Dividido em capítulos, o filme volta à infância de Furiosa (interpretada pelas ótimas Alyla Browne quando criança e por Anya Taylor-Joy adulta), raptada por Lord Dementus (Chris Hemsworth, aproveitando cada segundo em tela), um líder tão presunçoso quanto cruel, um personagem tão ferido quanto Furiosa, cujo objetivo é conseguir mais e mais poder, quase uma forma de compensar o vazio que sente.

Nesse ponto, o encontro com Furiosa não poderia ser menos que explosivo. Disposta a vingar não apenas a morte de sua mãe como a perda de sua liberdade e, principalmente, o afastamento do paraíso verde onde viveu parte de sua vida, Furiosa torna-se uma figura introspectiva, calculista, fria, analisando cada momento como mais uma engrenagem em seu grande plano de recuperar o que perdeu. É uma personagem fascinante, cujo silêncio e os grandes olhos de suas intérpretes dizem muito mais do que os discursos grandiloquentes de Lord Dementus.

A busca pela vingança, porém, é um caminho sem volta. Não é por acaso que, na busca de sua desforra final, Furiosa vá aos poucos se despindo de sua própria humanidade, se tornando uma máquina de guerra tão imbatível quanto as máquinas que dirige.
________________________
**PROBLEMA PROPOSTO A**
Comece na linha da listagem que contém "form: point(443, 471)." e pare depois da que contém "point(149, 170)", dispondo essas linhas como uma lista JSON de strings, uma para cada linha e sem linhas em branco.
________________________
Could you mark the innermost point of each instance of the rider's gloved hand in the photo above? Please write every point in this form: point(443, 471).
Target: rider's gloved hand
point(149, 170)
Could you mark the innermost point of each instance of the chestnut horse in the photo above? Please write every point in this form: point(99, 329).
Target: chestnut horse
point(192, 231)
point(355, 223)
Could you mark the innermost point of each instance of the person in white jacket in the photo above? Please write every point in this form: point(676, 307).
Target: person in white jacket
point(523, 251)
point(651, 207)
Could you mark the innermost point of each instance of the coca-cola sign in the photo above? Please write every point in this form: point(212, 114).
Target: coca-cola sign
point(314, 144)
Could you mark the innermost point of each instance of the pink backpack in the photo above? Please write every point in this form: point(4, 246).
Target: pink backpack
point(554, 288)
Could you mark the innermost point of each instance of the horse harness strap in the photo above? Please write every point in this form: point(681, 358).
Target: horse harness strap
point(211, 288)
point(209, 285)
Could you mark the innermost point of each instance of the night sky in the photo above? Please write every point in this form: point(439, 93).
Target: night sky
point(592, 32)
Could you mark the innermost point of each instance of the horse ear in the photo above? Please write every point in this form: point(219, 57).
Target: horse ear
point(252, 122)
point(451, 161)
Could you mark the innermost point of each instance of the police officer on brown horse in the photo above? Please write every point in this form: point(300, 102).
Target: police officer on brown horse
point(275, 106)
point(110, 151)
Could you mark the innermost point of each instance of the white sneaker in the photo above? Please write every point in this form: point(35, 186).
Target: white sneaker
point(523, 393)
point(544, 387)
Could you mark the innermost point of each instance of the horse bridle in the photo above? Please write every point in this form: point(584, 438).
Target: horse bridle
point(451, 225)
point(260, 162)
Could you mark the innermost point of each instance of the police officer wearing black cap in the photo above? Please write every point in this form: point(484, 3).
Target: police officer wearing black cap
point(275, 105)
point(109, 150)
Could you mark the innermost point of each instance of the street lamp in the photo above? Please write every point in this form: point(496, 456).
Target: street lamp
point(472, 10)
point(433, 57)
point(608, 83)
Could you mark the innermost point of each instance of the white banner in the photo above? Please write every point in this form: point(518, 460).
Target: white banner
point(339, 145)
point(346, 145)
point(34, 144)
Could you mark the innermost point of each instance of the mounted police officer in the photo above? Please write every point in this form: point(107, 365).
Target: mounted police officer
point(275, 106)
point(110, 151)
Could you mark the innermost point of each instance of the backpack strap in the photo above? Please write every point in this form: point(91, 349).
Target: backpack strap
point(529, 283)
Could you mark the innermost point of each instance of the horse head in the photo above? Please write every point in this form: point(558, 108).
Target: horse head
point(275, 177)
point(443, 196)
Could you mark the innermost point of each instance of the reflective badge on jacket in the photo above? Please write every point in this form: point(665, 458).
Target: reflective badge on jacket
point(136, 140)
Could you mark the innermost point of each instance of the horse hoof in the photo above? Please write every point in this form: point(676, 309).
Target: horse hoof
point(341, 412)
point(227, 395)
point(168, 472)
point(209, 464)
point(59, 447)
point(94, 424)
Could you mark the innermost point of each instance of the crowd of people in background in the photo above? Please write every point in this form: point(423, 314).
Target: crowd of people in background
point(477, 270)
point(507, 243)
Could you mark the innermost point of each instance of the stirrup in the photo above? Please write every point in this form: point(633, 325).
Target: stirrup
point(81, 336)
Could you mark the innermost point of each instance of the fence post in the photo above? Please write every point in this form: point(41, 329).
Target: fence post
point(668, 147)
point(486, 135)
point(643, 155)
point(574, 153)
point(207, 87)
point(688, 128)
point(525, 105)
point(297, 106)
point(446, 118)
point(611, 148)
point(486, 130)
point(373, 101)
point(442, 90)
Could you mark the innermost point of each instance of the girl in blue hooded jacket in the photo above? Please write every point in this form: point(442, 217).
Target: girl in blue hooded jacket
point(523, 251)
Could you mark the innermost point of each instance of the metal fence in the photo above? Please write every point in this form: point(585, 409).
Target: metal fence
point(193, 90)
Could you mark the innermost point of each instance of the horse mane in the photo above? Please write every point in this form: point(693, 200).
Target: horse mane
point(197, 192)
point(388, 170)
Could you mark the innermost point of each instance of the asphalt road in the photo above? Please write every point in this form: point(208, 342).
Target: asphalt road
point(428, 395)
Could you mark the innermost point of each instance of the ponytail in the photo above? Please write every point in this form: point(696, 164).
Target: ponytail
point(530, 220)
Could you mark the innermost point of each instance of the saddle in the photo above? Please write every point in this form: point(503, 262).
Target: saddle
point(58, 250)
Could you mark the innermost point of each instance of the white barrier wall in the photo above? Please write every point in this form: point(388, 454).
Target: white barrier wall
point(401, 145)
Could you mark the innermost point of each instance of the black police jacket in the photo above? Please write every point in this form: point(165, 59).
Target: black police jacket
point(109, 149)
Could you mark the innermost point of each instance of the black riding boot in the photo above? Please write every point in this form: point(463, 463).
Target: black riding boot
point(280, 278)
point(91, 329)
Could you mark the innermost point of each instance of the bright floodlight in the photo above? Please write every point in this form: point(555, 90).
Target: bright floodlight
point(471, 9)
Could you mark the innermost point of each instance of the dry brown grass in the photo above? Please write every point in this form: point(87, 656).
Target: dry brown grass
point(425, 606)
________________________
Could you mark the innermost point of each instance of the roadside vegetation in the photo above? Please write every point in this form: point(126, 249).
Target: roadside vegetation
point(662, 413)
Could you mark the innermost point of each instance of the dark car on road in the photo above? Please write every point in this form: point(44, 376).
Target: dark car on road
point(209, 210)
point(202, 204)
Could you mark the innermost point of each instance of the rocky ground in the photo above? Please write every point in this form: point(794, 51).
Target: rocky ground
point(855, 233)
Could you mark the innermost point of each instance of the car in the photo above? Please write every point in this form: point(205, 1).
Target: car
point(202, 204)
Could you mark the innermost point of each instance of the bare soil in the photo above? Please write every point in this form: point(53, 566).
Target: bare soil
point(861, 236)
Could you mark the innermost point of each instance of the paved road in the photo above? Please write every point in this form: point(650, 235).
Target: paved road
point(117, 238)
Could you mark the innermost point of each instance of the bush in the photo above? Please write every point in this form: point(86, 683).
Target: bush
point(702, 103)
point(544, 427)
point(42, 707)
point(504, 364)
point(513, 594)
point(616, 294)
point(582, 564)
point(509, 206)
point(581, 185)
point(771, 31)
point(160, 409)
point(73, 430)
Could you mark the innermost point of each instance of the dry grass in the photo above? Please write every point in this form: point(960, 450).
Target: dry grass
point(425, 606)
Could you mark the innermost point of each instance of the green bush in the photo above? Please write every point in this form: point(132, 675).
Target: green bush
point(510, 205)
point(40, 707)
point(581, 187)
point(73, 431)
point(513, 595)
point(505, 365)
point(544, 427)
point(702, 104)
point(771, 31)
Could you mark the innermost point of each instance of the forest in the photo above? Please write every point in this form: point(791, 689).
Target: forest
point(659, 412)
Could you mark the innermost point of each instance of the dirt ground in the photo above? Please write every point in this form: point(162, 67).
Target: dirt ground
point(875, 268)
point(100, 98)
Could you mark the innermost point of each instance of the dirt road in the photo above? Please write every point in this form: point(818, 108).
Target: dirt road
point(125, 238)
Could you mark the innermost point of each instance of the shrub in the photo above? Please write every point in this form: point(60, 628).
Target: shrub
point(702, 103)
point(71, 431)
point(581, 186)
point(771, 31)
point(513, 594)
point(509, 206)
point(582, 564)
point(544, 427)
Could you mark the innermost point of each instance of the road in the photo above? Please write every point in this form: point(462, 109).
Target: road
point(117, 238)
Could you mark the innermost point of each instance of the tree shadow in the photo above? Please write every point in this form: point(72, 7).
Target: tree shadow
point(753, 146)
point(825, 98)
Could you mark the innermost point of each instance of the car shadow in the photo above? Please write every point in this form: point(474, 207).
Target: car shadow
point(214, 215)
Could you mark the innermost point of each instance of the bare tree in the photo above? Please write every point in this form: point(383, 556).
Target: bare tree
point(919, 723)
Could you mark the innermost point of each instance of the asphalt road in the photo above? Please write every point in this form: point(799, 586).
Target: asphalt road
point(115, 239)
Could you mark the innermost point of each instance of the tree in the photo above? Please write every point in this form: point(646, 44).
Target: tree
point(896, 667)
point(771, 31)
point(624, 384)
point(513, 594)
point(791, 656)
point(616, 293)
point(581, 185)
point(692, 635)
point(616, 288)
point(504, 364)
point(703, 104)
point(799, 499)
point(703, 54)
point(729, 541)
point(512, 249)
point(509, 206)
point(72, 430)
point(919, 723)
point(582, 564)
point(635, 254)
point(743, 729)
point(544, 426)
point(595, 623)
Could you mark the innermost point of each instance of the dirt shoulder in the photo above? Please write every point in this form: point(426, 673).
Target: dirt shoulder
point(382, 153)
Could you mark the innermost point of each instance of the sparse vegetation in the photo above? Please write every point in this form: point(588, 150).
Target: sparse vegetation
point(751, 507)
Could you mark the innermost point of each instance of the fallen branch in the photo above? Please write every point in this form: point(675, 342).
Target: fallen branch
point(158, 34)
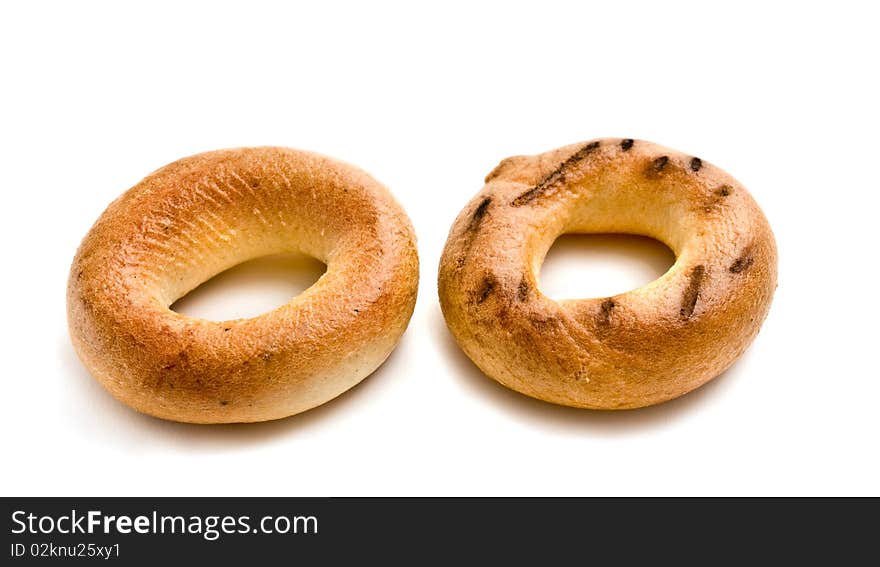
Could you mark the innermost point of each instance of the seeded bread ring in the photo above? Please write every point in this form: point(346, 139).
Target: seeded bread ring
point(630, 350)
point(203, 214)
________________________
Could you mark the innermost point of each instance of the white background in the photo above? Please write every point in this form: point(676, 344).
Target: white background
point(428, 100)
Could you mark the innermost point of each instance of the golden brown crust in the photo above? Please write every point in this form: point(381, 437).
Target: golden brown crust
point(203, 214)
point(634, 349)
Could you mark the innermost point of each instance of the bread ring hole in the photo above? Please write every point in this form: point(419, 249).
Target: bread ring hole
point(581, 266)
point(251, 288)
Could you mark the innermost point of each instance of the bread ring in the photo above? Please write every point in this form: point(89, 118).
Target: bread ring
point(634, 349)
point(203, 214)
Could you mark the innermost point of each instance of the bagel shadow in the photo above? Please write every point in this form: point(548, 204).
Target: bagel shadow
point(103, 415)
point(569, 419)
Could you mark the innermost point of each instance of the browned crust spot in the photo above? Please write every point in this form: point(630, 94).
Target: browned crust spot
________________________
**PROBLEMA PROPOSTO B**
Diga se cada afirmação abaixo está de acordo com o trecho sobre o filme de Furiosa, respondendo sim ou não e citando literalmente as palavras do trecho que decidem: (i) Lord Dementus é interpretado por Chris Hemsworth; (ii) Furiosa é retratada como uma figura expansiva e falante; (iii) o filme é dividido em capítulos.

**RESPOSTA COMENTADA A**
[
  "Could you mark the innermost point of each instance of the rider's gloved hand in the photo above? Please write every point in this form: point(443, 471).",
  "Target: rider's gloved hand",
  "point(149, 170)"
]

**RESPOSTA COMENTADA B**
(i) Sim: "raptada por Lord Dementus (Chris Hemsworth, aproveitando cada segundo em tela)".
(ii) Não: "Furiosa torna-se uma figura introspectiva, calculista, fria".
(iii) Sim: "Dividido em capítulos".